Point-based annotation data:
** BEGIN **
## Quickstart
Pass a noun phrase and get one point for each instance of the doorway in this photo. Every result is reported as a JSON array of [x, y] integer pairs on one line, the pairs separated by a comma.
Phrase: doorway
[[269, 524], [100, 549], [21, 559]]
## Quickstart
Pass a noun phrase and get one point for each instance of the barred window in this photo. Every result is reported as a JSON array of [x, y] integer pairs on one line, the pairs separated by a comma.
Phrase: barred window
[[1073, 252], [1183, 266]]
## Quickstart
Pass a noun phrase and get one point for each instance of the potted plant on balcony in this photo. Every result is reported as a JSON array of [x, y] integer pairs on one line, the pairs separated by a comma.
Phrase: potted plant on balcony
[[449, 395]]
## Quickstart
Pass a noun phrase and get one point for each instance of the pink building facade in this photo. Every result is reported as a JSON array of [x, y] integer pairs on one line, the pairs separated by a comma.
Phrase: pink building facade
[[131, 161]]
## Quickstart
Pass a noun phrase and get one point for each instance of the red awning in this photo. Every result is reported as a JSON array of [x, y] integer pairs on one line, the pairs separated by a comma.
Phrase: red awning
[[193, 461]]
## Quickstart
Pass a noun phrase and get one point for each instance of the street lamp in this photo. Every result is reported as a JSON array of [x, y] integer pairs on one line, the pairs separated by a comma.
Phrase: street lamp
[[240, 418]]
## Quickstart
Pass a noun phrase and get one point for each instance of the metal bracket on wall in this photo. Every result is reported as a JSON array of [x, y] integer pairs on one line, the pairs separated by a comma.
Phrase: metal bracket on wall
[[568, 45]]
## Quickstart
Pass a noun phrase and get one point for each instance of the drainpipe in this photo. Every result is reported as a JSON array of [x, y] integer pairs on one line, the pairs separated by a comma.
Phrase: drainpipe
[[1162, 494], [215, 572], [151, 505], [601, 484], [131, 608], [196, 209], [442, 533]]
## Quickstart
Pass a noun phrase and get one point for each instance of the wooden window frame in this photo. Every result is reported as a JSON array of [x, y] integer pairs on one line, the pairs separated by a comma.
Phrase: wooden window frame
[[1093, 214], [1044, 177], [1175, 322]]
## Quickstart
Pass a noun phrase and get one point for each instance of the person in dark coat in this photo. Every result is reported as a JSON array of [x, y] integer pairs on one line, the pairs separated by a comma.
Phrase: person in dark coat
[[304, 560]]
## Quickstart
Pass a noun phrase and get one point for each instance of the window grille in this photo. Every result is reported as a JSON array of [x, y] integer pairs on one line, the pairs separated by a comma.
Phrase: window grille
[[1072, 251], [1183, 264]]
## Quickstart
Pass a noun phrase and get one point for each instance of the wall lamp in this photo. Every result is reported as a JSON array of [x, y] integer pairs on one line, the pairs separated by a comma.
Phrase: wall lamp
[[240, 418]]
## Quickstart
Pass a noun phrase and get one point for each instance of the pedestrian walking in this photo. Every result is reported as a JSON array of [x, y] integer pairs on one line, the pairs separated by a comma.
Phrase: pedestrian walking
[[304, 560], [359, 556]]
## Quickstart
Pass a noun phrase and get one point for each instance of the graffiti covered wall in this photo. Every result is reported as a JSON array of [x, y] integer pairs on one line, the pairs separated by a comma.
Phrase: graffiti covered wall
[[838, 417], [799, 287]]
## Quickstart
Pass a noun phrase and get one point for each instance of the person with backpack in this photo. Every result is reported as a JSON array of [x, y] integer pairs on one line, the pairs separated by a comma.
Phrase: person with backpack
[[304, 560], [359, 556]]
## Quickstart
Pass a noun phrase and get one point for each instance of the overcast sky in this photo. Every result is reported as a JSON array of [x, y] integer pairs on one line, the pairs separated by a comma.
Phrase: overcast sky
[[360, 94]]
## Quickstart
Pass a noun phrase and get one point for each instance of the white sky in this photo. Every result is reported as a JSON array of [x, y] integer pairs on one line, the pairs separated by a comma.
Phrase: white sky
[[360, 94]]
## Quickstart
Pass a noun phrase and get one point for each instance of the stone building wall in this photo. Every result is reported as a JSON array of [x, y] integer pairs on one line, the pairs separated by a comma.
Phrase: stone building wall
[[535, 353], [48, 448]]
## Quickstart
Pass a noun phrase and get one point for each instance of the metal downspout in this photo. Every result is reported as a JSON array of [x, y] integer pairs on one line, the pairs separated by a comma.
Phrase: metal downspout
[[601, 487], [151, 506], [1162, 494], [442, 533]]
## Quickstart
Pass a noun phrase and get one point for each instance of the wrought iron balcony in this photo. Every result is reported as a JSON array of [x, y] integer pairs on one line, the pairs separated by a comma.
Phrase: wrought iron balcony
** END **
REQUIRED WORK:
Give the number of lines in the listing above that contain the word "walking", and write only that number.

THE OUTPUT:
2